> [Yönerge a] Aşağıdaki konum etiketleme satırlarında "Could you kindly tag the grassy" ifadesini içeren satırla başlayıp "column 875, row 300" ifadesini içeren satırla biten bölümü iki sütunlu bir CSV olarak düzenler misiniz? Sütun adları girdi ve çıktı olsun: her etiketleme metni yanıtıyla birlikte bir CSV satırına yazılsın, her biri tırnak içinde tek bir alanda dursun ve satır sonları boşluğa çevrilsin.

> [Kaynak metin]
==================================================

1980’lere kadar, sanayi, daha çok İstanbul, Kocaeli, İzmir, Adana gibi yörelerde gelişiyordu. Günümüzde sanayi artık, Orta Anadolu, Karadeniz gibi yörelerde de gelişiyor. Sınai-ticari gelişmeleri Doğu’da izlemek de mümkündür.
TÜSİAD (Türk Sanayicileri ve İş Adamları Derneği) kısaca, İstanbul yöresinde öbeklenen sanayicilerin örgütüydü. Resmi görüşün yanında duran, resmi görüşü kollamaya çalışan bir örgüt. Taşrada gelişmeye başlayan sanayi, MUSİAD (Müstakil Sanayici ve İş Adamları Derneği), ASİAD (Akdeniz İş Adamları ve Sanayicileri Derneği), ÇORUMSİAD (Çorum İş Adamları ve Sanayicileri Derneği), OKASİAD (Orta Karadeniz İş Adamları ve Sanayicileri Derneği), DOSİAD (Doğu Anadolu İş Adamları ve Sanayicileri Derneği), OSİAD (Ostim İş Adamları ve Sanayicileri Derneği), TÜMSİAD (Tüm Sanayici ve İş Adamları Derneği) gibi örgütlenmeler meydana getiriyor. Bu gelişmeler Anadolu Kaplanları olarak da algılanıyor. Buralarda üretilen malların ihraç edildiği, ihracatın yıldan yıla arttığı da gözlenmektedir. Bu süreç, taşradaki sanayici ve iş adamlarını uluslararası sermaye ile bütünleştirmektedir. İhracatın çok önemli bir kısmı Avrupa’ya yapılmaktadır.

==================================================

(Konum etiketleme kayıtları)
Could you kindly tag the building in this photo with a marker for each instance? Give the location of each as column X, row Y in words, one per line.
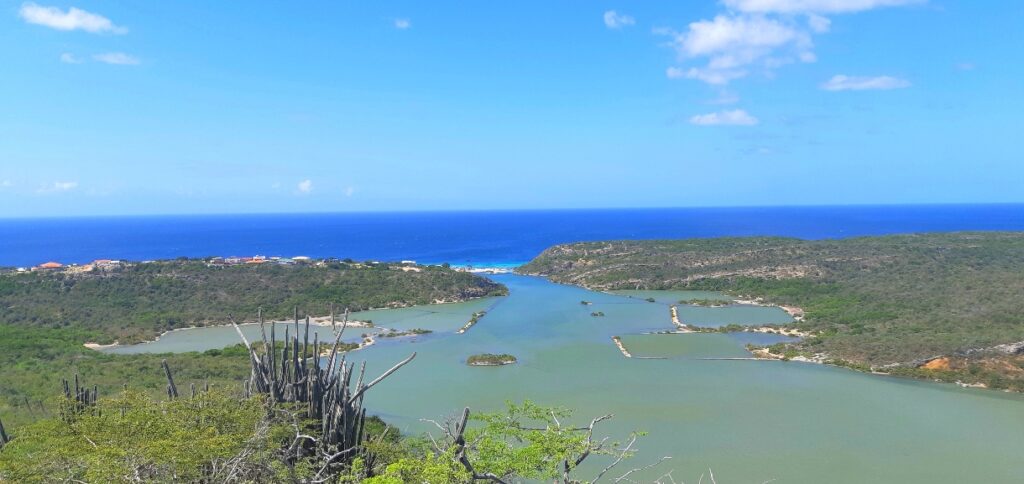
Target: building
column 48, row 266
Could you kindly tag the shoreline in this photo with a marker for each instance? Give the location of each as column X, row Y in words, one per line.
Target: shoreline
column 619, row 343
column 313, row 320
column 317, row 321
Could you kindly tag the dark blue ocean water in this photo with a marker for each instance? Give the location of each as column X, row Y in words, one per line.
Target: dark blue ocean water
column 458, row 237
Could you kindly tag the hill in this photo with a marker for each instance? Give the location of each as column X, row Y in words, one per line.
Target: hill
column 135, row 302
column 893, row 303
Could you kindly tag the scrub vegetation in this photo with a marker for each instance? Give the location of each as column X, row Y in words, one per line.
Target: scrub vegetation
column 45, row 318
column 140, row 301
column 891, row 303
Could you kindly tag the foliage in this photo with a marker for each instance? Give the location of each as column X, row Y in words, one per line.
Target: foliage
column 143, row 300
column 485, row 359
column 35, row 358
column 133, row 437
column 872, row 301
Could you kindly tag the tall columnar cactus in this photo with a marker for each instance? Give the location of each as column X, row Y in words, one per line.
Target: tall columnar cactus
column 323, row 392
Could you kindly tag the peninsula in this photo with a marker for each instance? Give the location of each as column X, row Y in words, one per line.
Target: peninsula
column 942, row 306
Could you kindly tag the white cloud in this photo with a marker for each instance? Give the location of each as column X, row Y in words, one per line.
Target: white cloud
column 72, row 19
column 57, row 186
column 758, row 36
column 725, row 97
column 70, row 58
column 818, row 24
column 734, row 44
column 856, row 83
column 117, row 58
column 613, row 19
column 812, row 6
column 725, row 118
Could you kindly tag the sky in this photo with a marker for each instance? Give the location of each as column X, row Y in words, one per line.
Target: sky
column 179, row 107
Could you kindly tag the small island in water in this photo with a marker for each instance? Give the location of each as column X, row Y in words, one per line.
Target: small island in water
column 488, row 359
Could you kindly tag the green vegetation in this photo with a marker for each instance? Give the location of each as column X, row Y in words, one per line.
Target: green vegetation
column 884, row 302
column 415, row 331
column 34, row 359
column 488, row 359
column 46, row 316
column 711, row 303
column 222, row 437
column 140, row 301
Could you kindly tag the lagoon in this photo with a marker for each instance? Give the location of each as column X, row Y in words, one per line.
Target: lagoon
column 750, row 422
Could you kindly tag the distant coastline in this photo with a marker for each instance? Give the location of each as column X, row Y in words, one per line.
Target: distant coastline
column 481, row 238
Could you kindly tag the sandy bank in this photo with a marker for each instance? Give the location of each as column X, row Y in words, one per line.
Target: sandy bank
column 619, row 343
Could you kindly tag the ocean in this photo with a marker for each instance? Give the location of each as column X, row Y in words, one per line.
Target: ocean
column 481, row 238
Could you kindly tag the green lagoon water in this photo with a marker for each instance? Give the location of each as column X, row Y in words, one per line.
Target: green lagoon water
column 751, row 422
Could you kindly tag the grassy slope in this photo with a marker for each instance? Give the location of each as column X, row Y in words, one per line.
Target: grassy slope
column 875, row 300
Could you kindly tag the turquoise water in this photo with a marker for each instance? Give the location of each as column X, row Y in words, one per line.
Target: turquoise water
column 751, row 422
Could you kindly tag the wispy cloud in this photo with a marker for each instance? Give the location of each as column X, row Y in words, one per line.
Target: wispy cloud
column 856, row 83
column 70, row 58
column 57, row 186
column 725, row 118
column 725, row 97
column 733, row 44
column 613, row 19
column 71, row 19
column 117, row 58
column 757, row 36
column 812, row 6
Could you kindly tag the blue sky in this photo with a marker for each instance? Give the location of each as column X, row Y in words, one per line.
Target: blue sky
column 145, row 107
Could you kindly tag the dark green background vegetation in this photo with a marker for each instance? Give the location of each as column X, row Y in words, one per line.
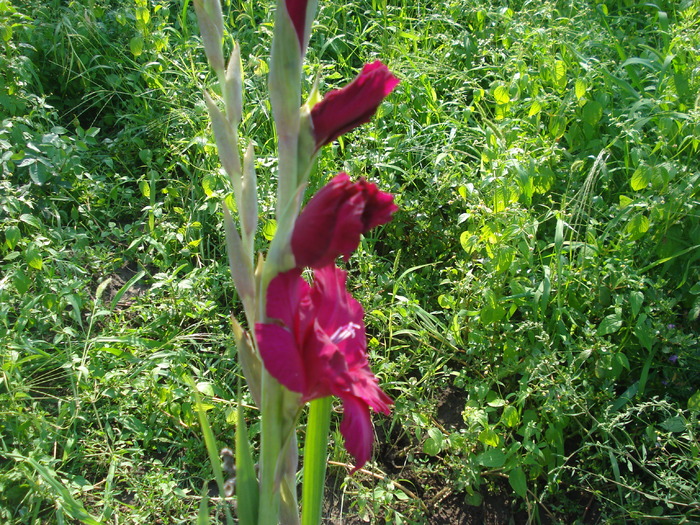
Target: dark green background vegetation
column 533, row 308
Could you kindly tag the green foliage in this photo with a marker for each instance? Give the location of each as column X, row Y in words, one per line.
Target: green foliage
column 532, row 309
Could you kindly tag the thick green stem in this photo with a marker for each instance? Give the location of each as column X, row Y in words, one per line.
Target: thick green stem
column 315, row 452
column 270, row 447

==================================================

> [Yönerge b] Anadolu'da sanayinin gelişimini anlatan metni kaldığı yerden devam ettirir misiniz?

> [Alıştırma çıktısı a]
girdi,çıktı
"Could you kindly tag the grassy slope in this photo with a marker for each instance? Give the location of each as column X, row Y in words, one per line. Target: grassy slope","column 875, row 300"

> [Alıştırma çıktısı b]
Taşradaki sanayiciler ve iş adamları genellikle muhafazakar olarak bilinmektedir. Sanayinin gelişmesi, ihracatın ve ithalatın gelişmesi bu muhafazakar ortamda Avrupa Birliği, demokrasi, insan hakları, özgürlükler bazı değerlerin filizlenmesini de sağlamaktadır.
Ekonomik ilişkilerin Avrupa ülkeleriyle, ABD, Kanada gibi ülkelerle gelişmesi kaçınılmazdır. Çeşitli Avrupa devletlerinde, batılı devletlerin çoğunda, fert başına düşen milli gelir fazladır. Bu devletlerde, fert başına düşen milli gelir 50 bin-60 bin dolar civarındadır. Böyle olunca, bu ülkeler, bu ülkelerin halkları ürettiğiniz ürünlere alıcı olabilir. Asya ülkelerinde, Ortadoğu ülkelerinde, Avrasya ülkelerindeyse fert başına düşen milli gelir çok düşüktür. 5 bin-6 bin dolar civarındadır. Bu durum, sizin ürettiğiniz mallara alıcı olmalarını engellemektedir. Bunun yanında ithal etiğiniz malları da ancak bu ülkelerden sağlayabilirsiniz.
Çünkü ihtiyaç duyduğunuz mallar, makinalar, makina üreten makinalar ancak buralarda üretilebilmektedir. Ortadoğu, Asya, Avrasya ülkelerinden, ihtiyaç duyduğunuz malları, makinaları ithal etmeniz mümkün değildir. O ülkelerin bir kısmından ancak, sanayinin temel girdileri olan petrol, doğal gaz gibi ürünleri, sanayinin bazı temel ham maddelerini ithal edebilirsiniz.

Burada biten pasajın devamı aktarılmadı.